#### Source:
>>>>>
This paper studies obfuscation techniques for Erlang programs at the source, abstract syntax tree, BEAM assembly, and BEAM bytecode levels. We focus on transformations that complicate reverse engineering, decompilation, and recompilation while remaining grounded in the actual behavior of the Erlang compiler, validator, loader, and virtual machine. The paper categorizes opcode-level dependency tricks, receive-based loop encodings, irregular control-flow constructions, mutability-oriented performance obfuscation, and self-modifying code enabled by dynamic module loading. A recurring theme is that effective obfuscation in BEAM often arises not from arbitrary corruption, but from exploiting representational gaps between high-level Erlang semantics and the lower-level execution model accepted by the toolchain and runtime.

Editorial analysis

A structured set of objections, weighed in public.

Desk editor's note, referee report, simulated authors' rebuttal, and a circularity audit. Tearing a paper down is the easy half of reading it; the pith above is the substance, this is the friction.

Referee Report

2 major / 1 minor

Summary. This paper studies obfuscation techniques for Erlang programs at the source, abstract syntax tree, BEAM assembly, and BEAM bytecode levels. It categorizes five classes of transformations—opcode-level dependency tricks, receive-based loop encodings, irregular control-flow constructions, mutability-oriented performance obfuscation, and self-modifying code enabled by dynamic module loading—while emphasizing that effective obfuscation exploits representational gaps between high-level Erlang semantics and the lower-level execution model accepted by the compiler, validator, loader, and VM.

Significance. If the categorized transformations can be shown to preserve observable program behavior while demonstrably raising the cost of reverse engineering and decompilation, the work would supply a useful taxonomy of BEAM-specific obfuscation methods. It could inform both the design of code-protection tools for Erlang systems and the improvement of decompilers that must handle toolchain-accepted but semantically irregular constructions.

major comments (2)
  1. Abstract: the central claim that the five categories of transformations 'complicate reverse engineering, decompilation, and recompilation while remaining grounded in the actual behavior' is unsupported by any concrete before/after examples, validator/loader/VM test cases, or measurements of decompilation effort. Without such evidence the exploitation-of-gaps thesis remains unverified.
  2. Description of the five categories (opcode dependency tricks through self-modifying modules): the manuscript asserts that these constructions preserve original program behavior yet increase reverse-engineering cost, but supplies no equivalence arguments, test-suite results, or error analysis for any category, leaving the semantics-preservation and effectiveness claims without demonstrated support.
minor comments (1)
  1. The categorization would be easier to follow if the paper included a summary table listing each technique, the level(s) at which it applies (source/AST/BEAM), and the specific representational gap it exploits.

Simulated Author's Rebuttal

2 responses · 1 unresolved

We thank the referee for the constructive feedback on our manuscript. The comments highlight the need for stronger empirical grounding of our claims, which we address below by outlining targeted revisions while preserving the paper's focus as a taxonomy of BEAM-specific obfuscation techniques.

read point-by-point responses
  1. Referee: Abstract: the central claim that the five categories of transformations 'complicate reverse engineering, decompilation, and recompilation while remaining grounded in the actual behavior' is unsupported by any concrete before/after examples, validator/loader/VM test cases, or measurements of decompilation effort. Without such evidence the exploitation-of-gaps thesis remains unverified.
<<<<<
#### Listed records:
>>>>>
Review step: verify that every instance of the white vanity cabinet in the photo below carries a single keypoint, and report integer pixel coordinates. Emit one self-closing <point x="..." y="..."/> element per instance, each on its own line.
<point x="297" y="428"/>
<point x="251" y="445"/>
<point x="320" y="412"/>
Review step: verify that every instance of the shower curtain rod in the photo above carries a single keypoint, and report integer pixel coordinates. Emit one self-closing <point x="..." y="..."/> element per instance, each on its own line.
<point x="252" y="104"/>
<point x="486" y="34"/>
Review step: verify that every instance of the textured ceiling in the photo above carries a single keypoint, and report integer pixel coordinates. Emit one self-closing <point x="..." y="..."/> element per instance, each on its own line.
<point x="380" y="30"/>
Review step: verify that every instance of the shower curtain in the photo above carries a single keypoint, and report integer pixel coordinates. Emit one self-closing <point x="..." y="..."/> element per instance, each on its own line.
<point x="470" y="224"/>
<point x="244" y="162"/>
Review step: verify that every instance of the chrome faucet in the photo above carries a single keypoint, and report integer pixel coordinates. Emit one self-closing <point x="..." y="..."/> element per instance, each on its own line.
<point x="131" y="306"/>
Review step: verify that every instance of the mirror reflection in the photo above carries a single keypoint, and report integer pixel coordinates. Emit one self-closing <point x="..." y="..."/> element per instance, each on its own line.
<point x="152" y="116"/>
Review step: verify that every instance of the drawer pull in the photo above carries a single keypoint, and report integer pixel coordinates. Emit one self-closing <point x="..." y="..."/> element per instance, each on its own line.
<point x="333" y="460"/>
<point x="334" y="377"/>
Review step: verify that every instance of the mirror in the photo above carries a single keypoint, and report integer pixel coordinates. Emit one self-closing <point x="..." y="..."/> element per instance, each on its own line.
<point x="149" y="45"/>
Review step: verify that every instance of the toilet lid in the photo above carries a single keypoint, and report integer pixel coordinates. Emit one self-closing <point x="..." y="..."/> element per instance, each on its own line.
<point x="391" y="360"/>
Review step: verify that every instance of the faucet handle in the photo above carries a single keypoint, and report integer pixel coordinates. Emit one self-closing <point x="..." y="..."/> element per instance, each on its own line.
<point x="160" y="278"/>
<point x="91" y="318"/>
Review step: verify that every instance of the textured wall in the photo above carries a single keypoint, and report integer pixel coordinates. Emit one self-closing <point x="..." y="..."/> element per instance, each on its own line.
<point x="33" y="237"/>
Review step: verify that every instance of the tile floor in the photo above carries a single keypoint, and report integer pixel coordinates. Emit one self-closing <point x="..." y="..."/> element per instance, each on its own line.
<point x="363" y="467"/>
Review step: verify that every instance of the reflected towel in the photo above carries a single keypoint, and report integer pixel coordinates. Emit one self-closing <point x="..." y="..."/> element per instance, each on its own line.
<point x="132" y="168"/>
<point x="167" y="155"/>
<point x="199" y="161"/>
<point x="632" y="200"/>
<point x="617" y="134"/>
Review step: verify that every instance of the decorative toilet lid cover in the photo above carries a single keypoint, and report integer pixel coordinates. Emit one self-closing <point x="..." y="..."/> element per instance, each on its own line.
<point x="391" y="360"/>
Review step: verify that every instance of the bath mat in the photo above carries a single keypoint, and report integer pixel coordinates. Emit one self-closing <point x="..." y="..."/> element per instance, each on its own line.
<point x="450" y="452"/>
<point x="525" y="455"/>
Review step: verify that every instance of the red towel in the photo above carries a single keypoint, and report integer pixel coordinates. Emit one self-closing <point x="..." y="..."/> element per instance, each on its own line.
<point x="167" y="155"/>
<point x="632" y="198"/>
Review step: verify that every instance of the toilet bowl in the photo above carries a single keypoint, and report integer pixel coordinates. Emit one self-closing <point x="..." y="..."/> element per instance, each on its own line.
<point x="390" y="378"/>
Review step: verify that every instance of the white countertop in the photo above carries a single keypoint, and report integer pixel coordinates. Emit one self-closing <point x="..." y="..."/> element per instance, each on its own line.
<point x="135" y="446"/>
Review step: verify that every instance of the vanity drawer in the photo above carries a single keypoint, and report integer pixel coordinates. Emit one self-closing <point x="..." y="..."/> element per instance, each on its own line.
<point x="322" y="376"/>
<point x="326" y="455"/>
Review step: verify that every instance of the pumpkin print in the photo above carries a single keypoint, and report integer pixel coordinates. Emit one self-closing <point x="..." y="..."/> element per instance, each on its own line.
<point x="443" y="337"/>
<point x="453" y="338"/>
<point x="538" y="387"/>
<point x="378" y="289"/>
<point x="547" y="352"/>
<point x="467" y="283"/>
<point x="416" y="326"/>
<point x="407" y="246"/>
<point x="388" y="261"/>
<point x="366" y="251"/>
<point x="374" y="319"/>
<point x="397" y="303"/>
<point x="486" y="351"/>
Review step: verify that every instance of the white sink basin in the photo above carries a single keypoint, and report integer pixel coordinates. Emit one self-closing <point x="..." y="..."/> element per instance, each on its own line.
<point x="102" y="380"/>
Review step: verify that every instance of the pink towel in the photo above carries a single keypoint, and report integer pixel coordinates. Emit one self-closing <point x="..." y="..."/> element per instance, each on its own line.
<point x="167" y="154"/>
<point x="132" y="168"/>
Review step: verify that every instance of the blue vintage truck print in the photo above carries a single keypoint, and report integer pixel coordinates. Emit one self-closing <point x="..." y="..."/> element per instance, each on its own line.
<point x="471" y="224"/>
<<<<<
#### Tasks to perform:
A. Copy the BEAM obfuscation review starting with "Desk editor's note, referee" and going on through "is the friction.", substituting "consistency check" for "circularity audit".
B. In the BEAM obfuscation review, how many major and minor comments does the referee report contain?
The items have nothing to do with the BEAM obfuscation review.

#### Results by task:
A.
Desk editor's note, referee report, simulated authors' rebuttal, and a consistency check. Tearing a paper down is the easy half of reading it; the pith above is the substance, this is the friction.

B. Two major comments and one minor comment.